If the measures of two interior angles of a polygon are 120 degrees and 40 degrees and the sum of the rest of the angle measures is 380 degrees, find the number of sides.

We’ve been given the measures of two of the interior angles of a polygon and the sum of the measures of the remaining angles. Using this information, we need to work out how many sides the polygon has.

To do this, we need to recall that there is a general formula for the sum of the interior angles in any polygon. The sum of the interior angle measures in an 𝑛-sided polygon, which we denote as 𝑆 sub 𝑛, is equal to 𝑛 minus two multiplied by 180 degrees. This is derived from the fact that an 𝑛-sided polygon can be divided into 𝑛 minus two triangles. And as the sum of the interior angles in a triangle is 180 degrees, the sum of the interior angles in the polygon is 𝑛 minus two multiplied by 180 degrees.

We can calculate the sum of the interior angles in this polygon by summing the two individual angle measures and the sum of the remaining angle measures to give 540 degrees. We can then form an equation by equating this value with the expression in the formula we already wrote down. And as both sides are measured in degrees, we don’t need to include the units. We have 𝑛 minus two multiplied by 180 equals 540. To solve this equation for 𝑛, we begin by dividing both sides by 180 to give 𝑛 minus two is equal to three. Finally, we can add two to each side of the equation to give 𝑛 equals five.

Using the general formula for the sum of the interior angle measures in an 𝑛-sided polygon, we’ve found that this polygon has five sides.

Data shown:
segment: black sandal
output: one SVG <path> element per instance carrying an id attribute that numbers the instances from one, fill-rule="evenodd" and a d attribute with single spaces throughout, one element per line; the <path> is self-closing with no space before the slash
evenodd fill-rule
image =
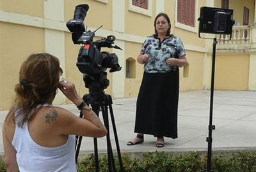
<path id="1" fill-rule="evenodd" d="M 156 143 L 156 147 L 157 148 L 163 148 L 164 146 L 164 140 L 163 138 L 163 142 L 162 143 Z"/>
<path id="2" fill-rule="evenodd" d="M 138 141 L 136 143 L 132 143 L 131 141 L 128 141 L 128 143 L 127 143 L 127 144 L 126 144 L 126 145 L 132 146 L 132 145 L 138 145 L 138 144 L 141 144 L 144 142 L 144 135 L 137 134 L 136 137 L 138 138 L 140 138 L 141 140 L 140 141 Z"/>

Tasks to perform:
• A. In two sentences, summarize the polygon angle walkthrough.
• B. Rewrite the records with "black sandal" swapped for "brown sandal" and everything else unchanged. Omit the pictures.

Response list:
• A. The walkthrough works out how many sides a polygon has when two of its interior angles measure 120 and 40 degrees and the remaining angles sum to 380 degrees. It adds these to get 540 degrees, sets that equal to the formula (n − 2) × 180 degrees for an n-sided polygon, and solves to find that the polygon has five sides.

• B.
segment: brown sandal
output: one SVG <path> element per instance carrying an id attribute that numbers the instances from one, fill-rule="evenodd" and a d attribute with single spaces throughout, one element per line; the <path> is self-closing with no space before the slash
evenodd fill-rule
image =
<path id="1" fill-rule="evenodd" d="M 156 143 L 156 147 L 157 148 L 163 148 L 164 146 L 164 140 L 163 138 L 163 142 L 162 143 Z"/>
<path id="2" fill-rule="evenodd" d="M 138 141 L 136 143 L 132 143 L 131 141 L 128 141 L 128 143 L 127 143 L 127 144 L 126 144 L 126 145 L 132 146 L 132 145 L 138 145 L 138 144 L 141 144 L 144 142 L 144 135 L 137 134 L 136 137 L 138 138 L 140 138 L 141 140 L 140 141 Z"/>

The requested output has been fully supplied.